>> begin

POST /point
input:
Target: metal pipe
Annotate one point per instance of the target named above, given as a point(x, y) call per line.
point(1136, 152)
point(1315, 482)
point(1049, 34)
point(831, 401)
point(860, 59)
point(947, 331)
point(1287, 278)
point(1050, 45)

>> end

What is expected:
Copy out every one of the entries above word for word, with no changes.

Task response:
POST /point
input:
Target: metal pipe
Annotate one point per instance of the target named above, given as a point(x, y) call per line.
point(1136, 152)
point(1315, 482)
point(1049, 34)
point(831, 401)
point(860, 59)
point(947, 331)
point(1287, 278)
point(1050, 45)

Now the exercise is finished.